**SET TASK:** Count the lines in the listing below that contain the string "green", and reply with the number alone.

**SOURCE MATERIAL:**
※

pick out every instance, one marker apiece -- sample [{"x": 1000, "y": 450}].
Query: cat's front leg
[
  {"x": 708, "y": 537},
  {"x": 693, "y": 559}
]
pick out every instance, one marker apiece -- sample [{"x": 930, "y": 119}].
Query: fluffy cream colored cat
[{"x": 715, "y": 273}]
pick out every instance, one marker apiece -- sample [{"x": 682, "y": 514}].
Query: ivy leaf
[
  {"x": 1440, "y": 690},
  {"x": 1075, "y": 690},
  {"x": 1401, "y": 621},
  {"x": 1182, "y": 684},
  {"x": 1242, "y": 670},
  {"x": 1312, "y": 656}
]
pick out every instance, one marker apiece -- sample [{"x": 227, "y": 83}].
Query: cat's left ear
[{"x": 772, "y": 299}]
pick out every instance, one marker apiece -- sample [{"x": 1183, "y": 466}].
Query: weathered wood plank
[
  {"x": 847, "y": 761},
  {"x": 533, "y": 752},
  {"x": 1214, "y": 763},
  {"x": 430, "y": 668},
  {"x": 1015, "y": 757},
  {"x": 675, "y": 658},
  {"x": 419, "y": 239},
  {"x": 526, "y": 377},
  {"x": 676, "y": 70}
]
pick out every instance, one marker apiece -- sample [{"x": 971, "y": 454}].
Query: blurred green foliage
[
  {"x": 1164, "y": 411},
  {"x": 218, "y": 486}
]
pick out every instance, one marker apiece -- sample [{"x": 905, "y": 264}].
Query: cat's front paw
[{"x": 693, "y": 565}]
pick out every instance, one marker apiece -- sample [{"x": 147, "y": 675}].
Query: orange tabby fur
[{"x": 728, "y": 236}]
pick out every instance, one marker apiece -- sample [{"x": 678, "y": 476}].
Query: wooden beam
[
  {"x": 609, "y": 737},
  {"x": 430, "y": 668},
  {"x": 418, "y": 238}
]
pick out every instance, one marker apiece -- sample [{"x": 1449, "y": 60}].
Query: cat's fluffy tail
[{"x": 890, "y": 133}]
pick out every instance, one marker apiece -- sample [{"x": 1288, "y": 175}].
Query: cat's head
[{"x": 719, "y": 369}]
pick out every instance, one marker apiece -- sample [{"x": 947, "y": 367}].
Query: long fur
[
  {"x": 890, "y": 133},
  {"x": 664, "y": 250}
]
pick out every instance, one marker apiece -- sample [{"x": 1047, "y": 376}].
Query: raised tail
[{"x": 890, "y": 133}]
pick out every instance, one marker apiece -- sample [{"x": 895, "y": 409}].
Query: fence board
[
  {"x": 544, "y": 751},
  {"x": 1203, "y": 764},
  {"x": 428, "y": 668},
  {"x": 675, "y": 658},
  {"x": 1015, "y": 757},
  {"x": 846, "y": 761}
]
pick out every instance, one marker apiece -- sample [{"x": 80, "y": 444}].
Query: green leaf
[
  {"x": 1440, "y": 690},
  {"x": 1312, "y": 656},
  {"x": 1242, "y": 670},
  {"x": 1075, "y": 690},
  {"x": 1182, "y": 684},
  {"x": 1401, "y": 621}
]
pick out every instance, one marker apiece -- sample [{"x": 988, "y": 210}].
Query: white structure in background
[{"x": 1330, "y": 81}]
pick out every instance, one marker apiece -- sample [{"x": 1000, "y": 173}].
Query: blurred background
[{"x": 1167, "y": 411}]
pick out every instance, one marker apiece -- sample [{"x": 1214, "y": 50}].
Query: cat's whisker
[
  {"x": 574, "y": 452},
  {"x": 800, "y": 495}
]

※

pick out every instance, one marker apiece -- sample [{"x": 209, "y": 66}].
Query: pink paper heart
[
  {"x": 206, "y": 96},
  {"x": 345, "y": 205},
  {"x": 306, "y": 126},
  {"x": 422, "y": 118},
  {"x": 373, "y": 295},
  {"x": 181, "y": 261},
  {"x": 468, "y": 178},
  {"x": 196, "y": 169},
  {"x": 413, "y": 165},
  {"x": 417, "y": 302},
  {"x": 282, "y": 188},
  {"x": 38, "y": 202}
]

※

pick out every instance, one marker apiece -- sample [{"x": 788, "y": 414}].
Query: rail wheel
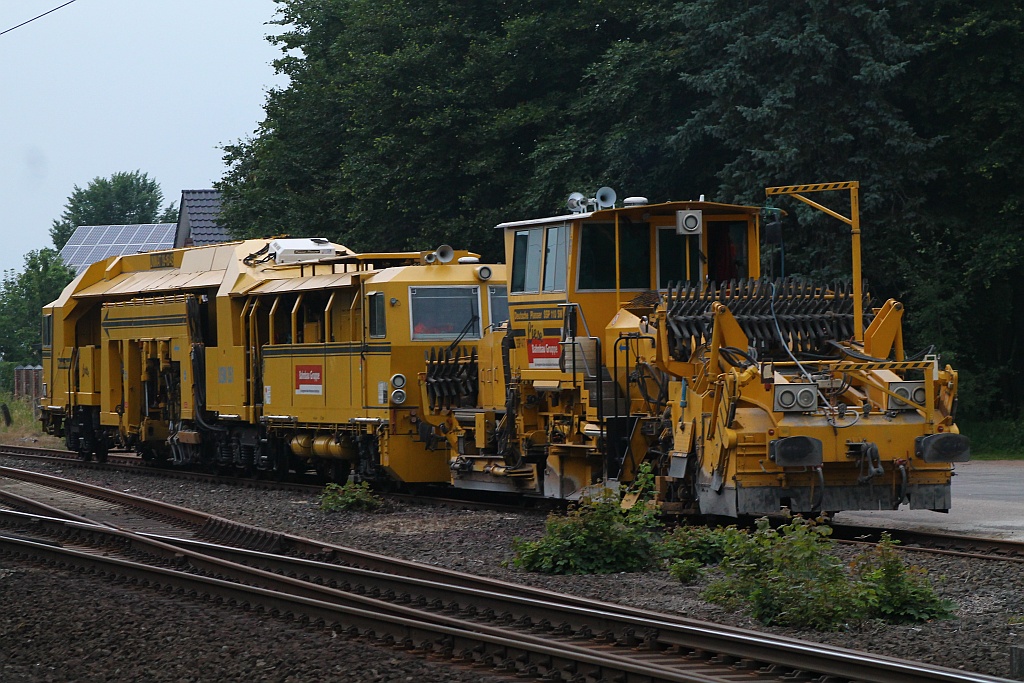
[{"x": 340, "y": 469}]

※

**RESULT OF THE TASK:** 2